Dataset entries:
»»
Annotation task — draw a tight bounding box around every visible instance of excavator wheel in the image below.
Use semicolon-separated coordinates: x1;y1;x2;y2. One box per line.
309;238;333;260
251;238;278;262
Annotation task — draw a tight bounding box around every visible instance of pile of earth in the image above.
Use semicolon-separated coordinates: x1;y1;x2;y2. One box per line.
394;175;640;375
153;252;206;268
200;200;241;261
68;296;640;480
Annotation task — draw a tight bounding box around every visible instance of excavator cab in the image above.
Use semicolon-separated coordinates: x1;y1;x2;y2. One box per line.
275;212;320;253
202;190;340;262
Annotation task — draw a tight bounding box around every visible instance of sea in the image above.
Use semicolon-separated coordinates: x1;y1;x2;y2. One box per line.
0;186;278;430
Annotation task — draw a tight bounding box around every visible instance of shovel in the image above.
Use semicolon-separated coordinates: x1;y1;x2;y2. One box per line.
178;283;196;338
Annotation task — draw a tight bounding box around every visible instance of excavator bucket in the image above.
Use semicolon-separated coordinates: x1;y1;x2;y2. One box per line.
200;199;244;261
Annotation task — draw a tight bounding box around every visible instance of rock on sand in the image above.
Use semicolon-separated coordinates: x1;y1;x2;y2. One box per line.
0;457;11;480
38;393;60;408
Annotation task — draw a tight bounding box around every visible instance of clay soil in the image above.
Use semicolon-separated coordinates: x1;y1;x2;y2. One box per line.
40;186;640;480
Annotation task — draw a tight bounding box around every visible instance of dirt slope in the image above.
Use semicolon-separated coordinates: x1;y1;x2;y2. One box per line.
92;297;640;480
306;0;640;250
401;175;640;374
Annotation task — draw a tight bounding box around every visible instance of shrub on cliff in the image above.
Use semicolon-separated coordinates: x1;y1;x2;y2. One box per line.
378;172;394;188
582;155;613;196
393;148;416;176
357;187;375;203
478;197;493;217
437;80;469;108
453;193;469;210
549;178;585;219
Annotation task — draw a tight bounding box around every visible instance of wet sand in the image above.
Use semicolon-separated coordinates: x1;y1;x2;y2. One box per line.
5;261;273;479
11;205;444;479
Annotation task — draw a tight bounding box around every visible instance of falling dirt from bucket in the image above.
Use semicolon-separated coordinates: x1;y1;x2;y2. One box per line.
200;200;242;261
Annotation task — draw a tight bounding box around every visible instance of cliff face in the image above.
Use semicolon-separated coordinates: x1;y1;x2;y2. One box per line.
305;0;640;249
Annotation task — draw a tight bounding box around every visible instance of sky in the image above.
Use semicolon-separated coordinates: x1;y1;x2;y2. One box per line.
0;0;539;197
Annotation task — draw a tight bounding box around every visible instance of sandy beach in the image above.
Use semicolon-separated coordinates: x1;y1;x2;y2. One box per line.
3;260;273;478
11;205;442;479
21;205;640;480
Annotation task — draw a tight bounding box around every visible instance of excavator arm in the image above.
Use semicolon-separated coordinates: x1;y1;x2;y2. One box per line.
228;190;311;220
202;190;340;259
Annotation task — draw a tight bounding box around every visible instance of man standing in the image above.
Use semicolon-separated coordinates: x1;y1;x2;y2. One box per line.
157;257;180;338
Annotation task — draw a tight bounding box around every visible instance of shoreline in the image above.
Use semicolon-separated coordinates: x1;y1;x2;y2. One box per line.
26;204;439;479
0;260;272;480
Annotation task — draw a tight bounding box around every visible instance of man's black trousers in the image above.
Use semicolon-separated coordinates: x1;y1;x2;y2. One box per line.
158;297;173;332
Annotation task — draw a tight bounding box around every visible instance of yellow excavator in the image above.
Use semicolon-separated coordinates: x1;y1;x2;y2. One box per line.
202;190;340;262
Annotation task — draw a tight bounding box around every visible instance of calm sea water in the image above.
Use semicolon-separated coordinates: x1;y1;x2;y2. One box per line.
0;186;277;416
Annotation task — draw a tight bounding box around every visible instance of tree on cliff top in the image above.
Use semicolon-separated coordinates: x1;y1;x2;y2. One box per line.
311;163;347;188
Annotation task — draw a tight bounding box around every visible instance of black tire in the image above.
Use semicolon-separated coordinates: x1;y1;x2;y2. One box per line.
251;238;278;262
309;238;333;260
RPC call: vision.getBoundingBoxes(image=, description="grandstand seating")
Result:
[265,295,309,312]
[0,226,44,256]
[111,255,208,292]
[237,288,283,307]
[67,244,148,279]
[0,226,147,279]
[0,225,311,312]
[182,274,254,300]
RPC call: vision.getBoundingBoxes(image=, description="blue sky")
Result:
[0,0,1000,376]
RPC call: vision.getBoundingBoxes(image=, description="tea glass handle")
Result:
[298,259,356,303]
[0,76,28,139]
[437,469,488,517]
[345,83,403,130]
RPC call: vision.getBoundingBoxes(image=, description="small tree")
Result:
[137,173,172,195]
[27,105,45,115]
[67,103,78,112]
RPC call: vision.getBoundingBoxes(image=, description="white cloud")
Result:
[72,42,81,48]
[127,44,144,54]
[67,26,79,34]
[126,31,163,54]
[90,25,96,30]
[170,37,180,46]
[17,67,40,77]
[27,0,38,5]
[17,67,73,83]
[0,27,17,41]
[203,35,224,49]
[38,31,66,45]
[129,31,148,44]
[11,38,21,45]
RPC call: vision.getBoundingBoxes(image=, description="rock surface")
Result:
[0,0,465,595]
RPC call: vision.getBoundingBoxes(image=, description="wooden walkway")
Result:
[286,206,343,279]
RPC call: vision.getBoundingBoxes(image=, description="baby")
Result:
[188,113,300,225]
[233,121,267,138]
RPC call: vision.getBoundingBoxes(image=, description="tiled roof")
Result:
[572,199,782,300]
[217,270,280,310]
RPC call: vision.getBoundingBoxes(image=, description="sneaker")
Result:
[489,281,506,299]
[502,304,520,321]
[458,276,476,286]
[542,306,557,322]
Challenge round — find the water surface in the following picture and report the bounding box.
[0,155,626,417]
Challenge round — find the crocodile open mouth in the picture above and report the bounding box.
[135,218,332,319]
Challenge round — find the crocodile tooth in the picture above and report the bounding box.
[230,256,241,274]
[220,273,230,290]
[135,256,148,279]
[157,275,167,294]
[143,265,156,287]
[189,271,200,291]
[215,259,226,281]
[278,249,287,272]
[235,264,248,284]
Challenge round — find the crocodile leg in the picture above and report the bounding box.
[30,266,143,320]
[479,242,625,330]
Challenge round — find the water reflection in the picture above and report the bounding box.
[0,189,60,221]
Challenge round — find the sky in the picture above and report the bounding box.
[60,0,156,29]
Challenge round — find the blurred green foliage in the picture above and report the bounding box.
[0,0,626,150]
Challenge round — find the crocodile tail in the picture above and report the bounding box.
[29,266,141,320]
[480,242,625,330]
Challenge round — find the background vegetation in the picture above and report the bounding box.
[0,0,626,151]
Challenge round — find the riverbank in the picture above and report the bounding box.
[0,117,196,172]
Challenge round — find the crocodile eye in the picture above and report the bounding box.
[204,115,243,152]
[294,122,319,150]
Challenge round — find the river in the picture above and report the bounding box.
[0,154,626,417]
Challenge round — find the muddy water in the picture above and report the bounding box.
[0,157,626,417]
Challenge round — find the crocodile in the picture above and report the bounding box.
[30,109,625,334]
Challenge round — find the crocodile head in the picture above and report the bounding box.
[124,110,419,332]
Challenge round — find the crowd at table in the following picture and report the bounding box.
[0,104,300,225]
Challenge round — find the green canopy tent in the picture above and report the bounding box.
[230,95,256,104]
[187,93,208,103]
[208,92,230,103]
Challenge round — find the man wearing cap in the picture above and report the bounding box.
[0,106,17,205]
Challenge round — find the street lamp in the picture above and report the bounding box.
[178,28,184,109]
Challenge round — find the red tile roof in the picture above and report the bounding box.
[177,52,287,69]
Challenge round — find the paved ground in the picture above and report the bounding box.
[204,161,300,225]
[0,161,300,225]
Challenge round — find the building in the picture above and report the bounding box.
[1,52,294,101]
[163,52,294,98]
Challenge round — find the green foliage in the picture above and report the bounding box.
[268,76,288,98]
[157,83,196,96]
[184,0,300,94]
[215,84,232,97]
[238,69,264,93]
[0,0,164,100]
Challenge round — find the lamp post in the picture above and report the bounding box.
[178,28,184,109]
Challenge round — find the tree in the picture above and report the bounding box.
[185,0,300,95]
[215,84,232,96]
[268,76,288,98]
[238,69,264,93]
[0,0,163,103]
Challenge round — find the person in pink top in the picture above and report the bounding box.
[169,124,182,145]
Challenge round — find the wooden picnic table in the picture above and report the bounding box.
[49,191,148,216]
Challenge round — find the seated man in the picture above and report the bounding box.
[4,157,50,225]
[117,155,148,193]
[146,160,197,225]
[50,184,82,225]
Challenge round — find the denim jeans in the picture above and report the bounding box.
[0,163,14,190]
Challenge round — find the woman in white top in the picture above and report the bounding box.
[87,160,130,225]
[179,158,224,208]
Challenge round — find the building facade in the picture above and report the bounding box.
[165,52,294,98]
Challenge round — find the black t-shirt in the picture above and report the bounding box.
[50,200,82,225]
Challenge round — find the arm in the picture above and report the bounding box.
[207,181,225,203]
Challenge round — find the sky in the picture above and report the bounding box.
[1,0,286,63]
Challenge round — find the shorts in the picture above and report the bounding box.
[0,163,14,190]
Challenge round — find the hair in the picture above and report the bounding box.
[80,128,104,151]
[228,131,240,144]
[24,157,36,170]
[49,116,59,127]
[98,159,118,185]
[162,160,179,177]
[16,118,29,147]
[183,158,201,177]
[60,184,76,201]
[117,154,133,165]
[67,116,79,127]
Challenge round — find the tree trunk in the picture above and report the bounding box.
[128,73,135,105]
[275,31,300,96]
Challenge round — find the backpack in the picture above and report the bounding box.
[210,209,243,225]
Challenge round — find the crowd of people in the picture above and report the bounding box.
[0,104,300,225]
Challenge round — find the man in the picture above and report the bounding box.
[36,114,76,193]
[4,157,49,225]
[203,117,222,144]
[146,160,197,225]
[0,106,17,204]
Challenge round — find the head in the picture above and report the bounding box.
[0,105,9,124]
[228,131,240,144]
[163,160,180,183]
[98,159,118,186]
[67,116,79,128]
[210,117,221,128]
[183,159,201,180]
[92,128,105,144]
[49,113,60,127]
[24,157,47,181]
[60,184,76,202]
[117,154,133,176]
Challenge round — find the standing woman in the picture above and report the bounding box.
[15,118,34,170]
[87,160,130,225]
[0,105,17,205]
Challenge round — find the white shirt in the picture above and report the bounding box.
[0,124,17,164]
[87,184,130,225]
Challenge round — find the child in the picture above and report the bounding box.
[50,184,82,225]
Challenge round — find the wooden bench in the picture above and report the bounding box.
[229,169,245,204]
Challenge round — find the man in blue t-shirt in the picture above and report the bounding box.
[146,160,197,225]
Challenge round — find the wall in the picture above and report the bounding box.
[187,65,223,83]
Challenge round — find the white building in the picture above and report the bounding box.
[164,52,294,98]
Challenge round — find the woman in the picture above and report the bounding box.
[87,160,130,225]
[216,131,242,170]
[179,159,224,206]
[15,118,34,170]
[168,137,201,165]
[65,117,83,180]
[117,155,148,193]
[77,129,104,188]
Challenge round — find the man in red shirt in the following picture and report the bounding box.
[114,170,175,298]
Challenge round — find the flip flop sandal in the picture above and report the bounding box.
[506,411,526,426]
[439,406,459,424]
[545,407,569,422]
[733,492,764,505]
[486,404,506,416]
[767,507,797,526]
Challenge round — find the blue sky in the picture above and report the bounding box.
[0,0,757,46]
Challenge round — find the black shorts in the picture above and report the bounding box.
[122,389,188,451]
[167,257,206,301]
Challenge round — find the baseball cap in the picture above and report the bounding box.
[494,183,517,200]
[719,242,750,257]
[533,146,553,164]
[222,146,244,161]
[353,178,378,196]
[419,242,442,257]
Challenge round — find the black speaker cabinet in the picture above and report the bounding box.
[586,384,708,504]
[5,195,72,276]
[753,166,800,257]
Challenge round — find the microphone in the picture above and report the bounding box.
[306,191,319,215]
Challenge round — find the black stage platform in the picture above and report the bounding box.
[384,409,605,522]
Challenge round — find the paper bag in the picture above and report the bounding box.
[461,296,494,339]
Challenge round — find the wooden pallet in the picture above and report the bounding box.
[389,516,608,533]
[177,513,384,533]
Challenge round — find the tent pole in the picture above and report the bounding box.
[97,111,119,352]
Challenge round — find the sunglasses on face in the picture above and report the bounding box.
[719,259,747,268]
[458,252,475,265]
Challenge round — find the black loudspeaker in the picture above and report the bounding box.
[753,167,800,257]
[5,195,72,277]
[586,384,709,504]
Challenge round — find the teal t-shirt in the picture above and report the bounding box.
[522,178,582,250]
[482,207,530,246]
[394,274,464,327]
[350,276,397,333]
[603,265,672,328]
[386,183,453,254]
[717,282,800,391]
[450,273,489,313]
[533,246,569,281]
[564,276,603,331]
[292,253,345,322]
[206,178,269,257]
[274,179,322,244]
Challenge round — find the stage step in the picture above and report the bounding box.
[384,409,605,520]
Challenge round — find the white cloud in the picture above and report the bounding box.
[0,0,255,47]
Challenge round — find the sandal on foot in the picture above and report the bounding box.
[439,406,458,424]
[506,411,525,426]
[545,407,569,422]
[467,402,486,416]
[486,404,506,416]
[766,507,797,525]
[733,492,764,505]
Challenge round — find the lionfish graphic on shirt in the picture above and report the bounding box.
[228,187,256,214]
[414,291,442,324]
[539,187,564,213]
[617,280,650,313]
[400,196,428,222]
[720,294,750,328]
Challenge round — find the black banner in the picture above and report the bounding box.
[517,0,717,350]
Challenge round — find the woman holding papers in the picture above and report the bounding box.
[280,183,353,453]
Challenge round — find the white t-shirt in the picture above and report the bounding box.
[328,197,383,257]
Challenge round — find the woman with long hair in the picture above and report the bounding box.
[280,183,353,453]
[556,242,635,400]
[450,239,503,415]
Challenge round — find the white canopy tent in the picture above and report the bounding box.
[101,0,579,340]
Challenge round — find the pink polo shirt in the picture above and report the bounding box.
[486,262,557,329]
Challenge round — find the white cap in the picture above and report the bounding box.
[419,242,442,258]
««
Convert the records, from the line containing "Challenge round — find the white cloud" through the end of the records, into a two-column CSV with the header columns "instruction" and "boxes". Give one row per record, with its text in "instruction" and its answer in "boxes", each field enclosed in quotation marks and any line breaks replaced by spaces.

instruction,boxes
"Challenge round — find the white cloud in the picture above and report the bounding box.","[0,0,255,47]"
"Challenge round — find the sandal on foot in the picture above and report the bounding box.","[439,406,458,424] [506,411,525,426] [545,407,569,422] [467,402,486,416] [486,404,506,416] [766,507,797,525] [733,492,764,505]"
"Challenge round — find the lionfish graphic on shirt in the picture above and report the bounding box.","[228,187,256,214] [414,291,442,324] [539,187,564,213] [617,280,650,313] [400,196,428,222] [720,294,750,328]"
"Challenge round — find the black banner in the picture above and report the bounding box.","[517,0,717,350]"
"Challenge round — find the woman holding papers in the picture above and report the bounding box.","[280,183,353,453]"
"Challenge round — find the white t-shirt in the picture above and report the bounding box.","[328,197,383,257]"
"Challenge round — find the woman with long hair in the picture above and report the bounding box.","[280,183,353,453] [556,242,635,400] [450,239,503,415]"
"Challenge round — find the white canopy tent in the picture above and report the bounding box.","[101,0,579,340]"
"Challenge round — find the pink polo shirt in the picture above and report the bounding box.","[486,262,557,329]"
"Challenge round — find the white cap in the picture above and report the bounding box.","[419,242,442,258]"